Tarea 1: Cita el fragmento sobre la pandemia desde "Perdón, pero hoy" hasta "cadenas de contagio.", ambos incluidos.
Tarea 2: Prolonga, por favor, el fragmento sobre la pandemia a partir de donde termina.
──────── Fragmento ────────
Perdón, pero hoy no tengo ganas de celebrar.

No cuando nos faltan 200 mil mexicanos, devorados por la pandemia. Muertos directa o indirectamente por el virus. Muertos porque obedecieron las instrucciones y se quedaron en casa, mientras se les inflamaban los órganos hasta la atrofia. Muertos porque llegaron a un hospital y les dijeron que su caso no era grave, que no ameritaba más que paracetamol, y que, al cabo de dos días, regresaron al borde de la asfixia, con la oxigenación en el piso, sin siquiera el consuelo de morir acompañados.

Muertos porque el gobierno decidió ahorrar en pruebas y optó por la ceguera, por no identificar tantos casos como se pudiera, por no aislar a los enfermos y rastrear a sus contactos, por no romper las cadenas de contagio.
──────── Extracto de datos ────────
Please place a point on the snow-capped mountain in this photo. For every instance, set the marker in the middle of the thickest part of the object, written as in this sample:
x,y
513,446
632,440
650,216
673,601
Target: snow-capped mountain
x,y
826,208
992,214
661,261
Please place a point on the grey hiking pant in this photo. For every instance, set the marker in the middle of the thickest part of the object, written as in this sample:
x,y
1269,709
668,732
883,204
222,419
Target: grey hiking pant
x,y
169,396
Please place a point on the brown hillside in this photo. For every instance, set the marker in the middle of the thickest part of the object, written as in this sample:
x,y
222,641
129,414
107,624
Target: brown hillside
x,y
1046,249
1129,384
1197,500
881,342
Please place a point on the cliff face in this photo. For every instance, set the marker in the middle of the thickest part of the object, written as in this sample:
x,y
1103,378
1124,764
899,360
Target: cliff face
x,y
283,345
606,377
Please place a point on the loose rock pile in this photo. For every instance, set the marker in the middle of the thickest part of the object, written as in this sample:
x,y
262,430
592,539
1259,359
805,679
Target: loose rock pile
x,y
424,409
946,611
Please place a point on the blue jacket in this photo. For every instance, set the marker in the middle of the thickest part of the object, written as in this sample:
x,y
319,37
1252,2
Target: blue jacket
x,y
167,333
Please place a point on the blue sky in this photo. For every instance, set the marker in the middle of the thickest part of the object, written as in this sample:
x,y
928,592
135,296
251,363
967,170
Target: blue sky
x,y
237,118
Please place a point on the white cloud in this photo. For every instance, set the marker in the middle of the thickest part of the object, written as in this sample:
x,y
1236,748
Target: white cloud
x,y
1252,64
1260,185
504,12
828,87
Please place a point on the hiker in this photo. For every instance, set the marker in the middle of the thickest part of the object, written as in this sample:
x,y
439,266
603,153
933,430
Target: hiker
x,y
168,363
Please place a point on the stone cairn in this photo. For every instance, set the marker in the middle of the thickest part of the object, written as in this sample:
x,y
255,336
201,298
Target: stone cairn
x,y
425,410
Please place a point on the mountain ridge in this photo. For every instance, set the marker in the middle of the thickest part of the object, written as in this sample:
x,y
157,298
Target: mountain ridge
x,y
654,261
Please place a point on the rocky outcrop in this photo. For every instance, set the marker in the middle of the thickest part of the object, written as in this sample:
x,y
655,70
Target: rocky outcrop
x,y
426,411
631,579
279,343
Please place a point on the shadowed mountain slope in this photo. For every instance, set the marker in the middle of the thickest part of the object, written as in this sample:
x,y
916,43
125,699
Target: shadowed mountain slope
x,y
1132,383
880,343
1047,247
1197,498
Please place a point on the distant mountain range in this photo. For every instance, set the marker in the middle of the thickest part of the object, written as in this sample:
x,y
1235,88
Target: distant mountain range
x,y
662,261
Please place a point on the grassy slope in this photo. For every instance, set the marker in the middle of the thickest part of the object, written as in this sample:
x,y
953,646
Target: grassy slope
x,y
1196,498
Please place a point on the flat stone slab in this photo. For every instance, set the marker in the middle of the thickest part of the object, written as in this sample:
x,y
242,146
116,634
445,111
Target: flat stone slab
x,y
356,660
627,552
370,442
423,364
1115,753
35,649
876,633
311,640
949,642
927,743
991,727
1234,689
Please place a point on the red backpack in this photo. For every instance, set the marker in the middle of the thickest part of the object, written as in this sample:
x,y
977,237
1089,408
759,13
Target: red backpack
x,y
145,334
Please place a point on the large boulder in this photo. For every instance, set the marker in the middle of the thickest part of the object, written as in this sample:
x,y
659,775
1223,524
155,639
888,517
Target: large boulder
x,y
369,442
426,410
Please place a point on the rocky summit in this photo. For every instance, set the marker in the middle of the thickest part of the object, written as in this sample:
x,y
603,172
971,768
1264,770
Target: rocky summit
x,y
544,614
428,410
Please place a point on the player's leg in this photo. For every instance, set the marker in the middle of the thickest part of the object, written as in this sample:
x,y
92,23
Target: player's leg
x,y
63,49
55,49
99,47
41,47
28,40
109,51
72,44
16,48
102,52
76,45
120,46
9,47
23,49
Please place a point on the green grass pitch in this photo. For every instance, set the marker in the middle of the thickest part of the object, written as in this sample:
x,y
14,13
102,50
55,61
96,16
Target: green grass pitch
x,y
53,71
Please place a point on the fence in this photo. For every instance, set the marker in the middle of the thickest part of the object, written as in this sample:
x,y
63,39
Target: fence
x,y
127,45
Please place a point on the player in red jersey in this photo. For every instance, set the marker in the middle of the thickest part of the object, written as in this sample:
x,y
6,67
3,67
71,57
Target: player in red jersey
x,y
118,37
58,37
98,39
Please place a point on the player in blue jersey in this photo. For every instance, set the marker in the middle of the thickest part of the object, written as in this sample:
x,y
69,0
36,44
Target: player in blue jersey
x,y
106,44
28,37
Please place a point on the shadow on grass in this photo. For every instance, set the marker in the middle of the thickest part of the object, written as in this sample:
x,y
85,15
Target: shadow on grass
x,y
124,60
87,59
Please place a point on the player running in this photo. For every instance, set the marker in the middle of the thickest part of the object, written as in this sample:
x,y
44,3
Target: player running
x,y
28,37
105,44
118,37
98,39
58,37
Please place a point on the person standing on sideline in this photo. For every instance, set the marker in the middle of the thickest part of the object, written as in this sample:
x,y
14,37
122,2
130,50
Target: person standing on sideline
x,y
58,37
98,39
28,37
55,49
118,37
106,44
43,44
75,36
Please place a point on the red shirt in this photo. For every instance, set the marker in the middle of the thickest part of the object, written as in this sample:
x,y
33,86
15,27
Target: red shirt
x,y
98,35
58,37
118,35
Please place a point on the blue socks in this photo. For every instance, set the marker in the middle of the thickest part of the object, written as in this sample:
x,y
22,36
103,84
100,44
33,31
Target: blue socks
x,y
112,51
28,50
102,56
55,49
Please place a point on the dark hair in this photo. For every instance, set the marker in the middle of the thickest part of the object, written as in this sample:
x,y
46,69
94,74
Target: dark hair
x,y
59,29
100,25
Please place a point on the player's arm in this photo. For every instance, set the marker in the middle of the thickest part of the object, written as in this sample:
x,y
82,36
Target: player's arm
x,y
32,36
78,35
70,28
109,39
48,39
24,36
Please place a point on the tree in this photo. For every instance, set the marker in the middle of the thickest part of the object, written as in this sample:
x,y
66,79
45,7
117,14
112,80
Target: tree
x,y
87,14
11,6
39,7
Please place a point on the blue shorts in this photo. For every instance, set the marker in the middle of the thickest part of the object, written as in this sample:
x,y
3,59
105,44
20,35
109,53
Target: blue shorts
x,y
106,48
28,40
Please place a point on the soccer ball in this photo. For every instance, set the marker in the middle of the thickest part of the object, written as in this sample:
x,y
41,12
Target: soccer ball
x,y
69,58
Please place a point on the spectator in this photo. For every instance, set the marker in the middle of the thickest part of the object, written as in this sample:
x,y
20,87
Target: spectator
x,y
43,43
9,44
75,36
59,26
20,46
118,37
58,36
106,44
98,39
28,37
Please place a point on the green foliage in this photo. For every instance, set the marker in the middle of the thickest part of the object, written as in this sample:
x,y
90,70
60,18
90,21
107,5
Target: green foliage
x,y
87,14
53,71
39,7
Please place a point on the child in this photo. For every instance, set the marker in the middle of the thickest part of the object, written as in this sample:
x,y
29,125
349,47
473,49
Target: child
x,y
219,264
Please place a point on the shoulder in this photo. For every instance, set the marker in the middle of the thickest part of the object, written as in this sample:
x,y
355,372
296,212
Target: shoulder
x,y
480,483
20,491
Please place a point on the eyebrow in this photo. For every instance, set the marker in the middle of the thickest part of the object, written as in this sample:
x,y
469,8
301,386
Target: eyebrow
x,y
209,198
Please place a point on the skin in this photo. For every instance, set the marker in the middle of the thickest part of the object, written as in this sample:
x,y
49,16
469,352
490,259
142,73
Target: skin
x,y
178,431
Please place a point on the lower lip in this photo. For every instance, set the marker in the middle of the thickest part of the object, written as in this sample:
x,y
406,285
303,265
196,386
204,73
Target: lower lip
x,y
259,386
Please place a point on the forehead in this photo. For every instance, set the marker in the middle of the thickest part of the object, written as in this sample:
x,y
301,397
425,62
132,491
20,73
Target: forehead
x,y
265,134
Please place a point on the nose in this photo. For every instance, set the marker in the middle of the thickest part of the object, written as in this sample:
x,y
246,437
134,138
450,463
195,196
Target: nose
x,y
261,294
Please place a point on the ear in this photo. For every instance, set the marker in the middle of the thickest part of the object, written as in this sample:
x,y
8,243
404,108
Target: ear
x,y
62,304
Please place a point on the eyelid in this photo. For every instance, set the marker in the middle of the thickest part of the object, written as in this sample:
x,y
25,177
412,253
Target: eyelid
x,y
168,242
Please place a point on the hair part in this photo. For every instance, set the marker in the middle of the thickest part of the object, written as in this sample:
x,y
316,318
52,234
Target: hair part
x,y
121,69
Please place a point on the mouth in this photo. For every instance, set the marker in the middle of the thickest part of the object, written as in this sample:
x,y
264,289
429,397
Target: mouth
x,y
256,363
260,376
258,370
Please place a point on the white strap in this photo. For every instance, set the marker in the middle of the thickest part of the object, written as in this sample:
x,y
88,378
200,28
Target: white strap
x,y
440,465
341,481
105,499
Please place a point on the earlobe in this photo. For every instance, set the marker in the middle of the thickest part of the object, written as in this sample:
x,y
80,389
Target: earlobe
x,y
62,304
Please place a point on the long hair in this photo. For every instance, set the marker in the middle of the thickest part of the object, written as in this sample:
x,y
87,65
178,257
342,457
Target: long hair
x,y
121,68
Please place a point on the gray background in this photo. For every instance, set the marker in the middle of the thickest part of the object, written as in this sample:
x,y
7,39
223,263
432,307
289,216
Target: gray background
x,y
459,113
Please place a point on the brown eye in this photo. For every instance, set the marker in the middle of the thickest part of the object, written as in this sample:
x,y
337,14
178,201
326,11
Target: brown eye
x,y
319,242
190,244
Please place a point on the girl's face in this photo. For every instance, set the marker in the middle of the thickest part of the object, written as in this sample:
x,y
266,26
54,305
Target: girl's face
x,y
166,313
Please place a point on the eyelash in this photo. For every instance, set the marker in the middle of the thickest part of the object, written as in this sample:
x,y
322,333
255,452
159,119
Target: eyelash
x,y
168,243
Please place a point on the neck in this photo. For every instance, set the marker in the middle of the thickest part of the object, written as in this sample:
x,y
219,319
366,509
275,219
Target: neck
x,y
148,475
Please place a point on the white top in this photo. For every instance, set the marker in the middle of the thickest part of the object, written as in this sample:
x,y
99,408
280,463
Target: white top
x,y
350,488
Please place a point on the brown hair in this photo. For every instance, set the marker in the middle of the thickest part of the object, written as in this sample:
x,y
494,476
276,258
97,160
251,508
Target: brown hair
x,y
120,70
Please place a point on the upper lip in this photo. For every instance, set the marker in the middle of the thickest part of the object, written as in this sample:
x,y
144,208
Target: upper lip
────────
Respuesta escrita 1:
Perdón, pero hoy no tengo ganas de celebrar.

No cuando nos faltan 200 mil mexicanos, devorados por la pandemia. Muertos directa o indirectamente por el virus. Muertos porque obedecieron las instrucciones y se quedaron en casa, mientras se les inflamaban los órganos hasta la atrofia. Muertos porque llegaron a un hospital y les dijeron que su caso no era grave, que no ameritaba más que paracetamol, y que, al cabo de dos días, regresaron al borde de la asfixia, con la oxigenación en el piso, sin siquiera el consuelo de morir acompañados.

Muertos porque el gobierno decidió ahorrar en pruebas y optó por la ceguera, por no identificar tantos casos como se pudiera, por no aislar a los enfermos y rastrear a sus contactos, por no romper las cadenas de contagio.

Respuesta escrita 2:
Muertas porque, aún sin Covid, peregrinaron de más para dar con un hospital que las atendiera. Muertas de peritonitis o de un infarto. Muertas en la ambulancia o a las puertas de una sala de urgencias, mientras se consumían sus últimos minutos a la espera de una prueba rápida. Muertas porque su clínica fue reconvertida, les cancelaron una mastografía y el tumor que era fácilmente operable en marzo hizo metástasis en los meses de espera. Muertas porque debieron posponer una quimioterapia o una cirugía salvadora. Muertas en el altar de las camas vacías.

Muertos porque no pudieron quedarse en casa. Muertos porque, puestos en el dilema de la inanición o el contagio, optaron por lo segundo. Muertos porque un gobierno, paralizado intelectual y moralmente por el fantasma de crisis pasadas, decidió dejarlos a su suerte. Muertos porque no podían parar, porque sobrevivían en la economía informal, porque nadie tuvo la audacia y la imaginación para ayudarlos.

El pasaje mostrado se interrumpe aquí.